* _Passage provided_:
Segment Open

The origins of Secure Access Service Edge (SASE) can be traced back to 2019, when legacy network security systems were extensively used in workspaces. Gartner defined SASE as the combined deployment of cloud-based cybersecurity functions, including Firewall as a Service, a cloud access security broker (CASB), a secure web gateway (SWG), Zero Trust network access (ZTNA), and software-defined WAN (SD-WAN).

SASE has gained more relevance post the COVID-19 pandemic as companies have shifted to remote work and workforces have spread across various geographic locations. This has led to numerous employees relying on home networks to perform tasks. Amidst these changes, the elimination of a well-defined security perimeter has made organizations increasingly prone to cyberattacks and malware.

With remote and hybrid workforce models exposing several inadequacies in existing cybersecurity models, SASE has stepped up to provide a scalable alternative. It offers a location-neutral approach by blending an organization’s network and security functions.

Segment Closed

* _Information provided_:
Segment Open

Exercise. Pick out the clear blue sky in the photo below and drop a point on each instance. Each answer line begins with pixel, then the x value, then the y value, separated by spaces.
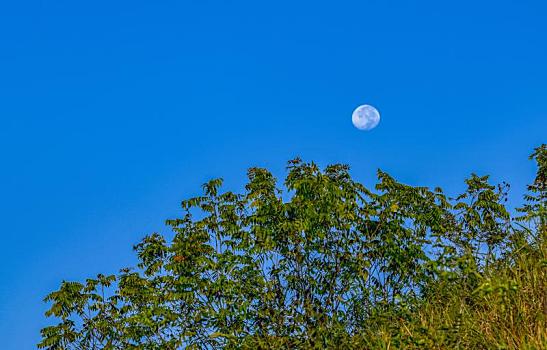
pixel 112 112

Segment Closed

* _Work request 1_:
List the cloud-based cybersecurity functions that the SASE passage includes in Gartner's definition.
* _Work request 2_:
Rewrite the SASE passage starting at "SASE has gained" and ending at "and security functions.", and substitute "security breaches" for "cyberattacks".
* _Work request 3_:
Proceed with the SASE passage, picking up after its final sentence.
The material has no connection to the SASE passage.

* _Exercise answer 1_:
- Firewall as a Service
- A cloud access security broker (CASB)
- A secure web gateway (SWG)
- Zero Trust network access (ZTNA)
- Software-defined WAN (SD-WAN)

* _Exercise answer 2_:
SASE has gained more relevance post the COVID-19 pandemic as companies have shifted to remote work and workforces have spread across various geographic locations. This has led to numerous employees relying on home networks to perform tasks. Amidst these changes, the elimination of a well-defined security perimeter has made organizations increasingly prone to security breaches and malware.

With remote and hybrid workforce models exposing several inadequacies in existing cybersecurity models, SASE has stepped up to provide a scalable alternative. It offers a location-neutral approach by blending an organization’s network and security functions.

* _Exercise answer 3_:
 Benefits of SASE

 Endpoint security

The emergence of remote work has contributed to a steady rise in BYOD integration and thus an increase in unmanaged endpoints within cloud-based office networks spread across multiple locations. With SASE’s emphasis on placing security on the network’s edge as opposed to on physical data centers, endpoint security can be achieved indiscriminately. With the addition of SIEM tools, IT admins can gather contextual information about unauthorized devices to customize access and make them compliant with the enterprise’s data policies.

 Simplicity of design

SASE delivers multiple security services within a single, unified package, providing seamless access to resources across the cloud and reducing the reliance on third-party applications for verification. Implementation of SSO eliminates the dependency on multiple passwords for accessing individual services, which enhances the user experience and minimizes security risks caused by password fatigue.

 Enforcement of policies

With the inclusion of a CASB and a SWG, SASE automates the enforcement of security policies across platforms. This reduces the IT staff’s burden to a considerable extent.

 Restricted access

SASE adheres to ZTNA’s ‘never trust, always verify’ principle, which requires granting minimal privileges to users based on their context within the organization. After access is granted to users, the controls for continuous device monitoring are implemented to assess user and device activity within the network. Placing stringent access restrictions on the edge minimizes the attack surface of a network.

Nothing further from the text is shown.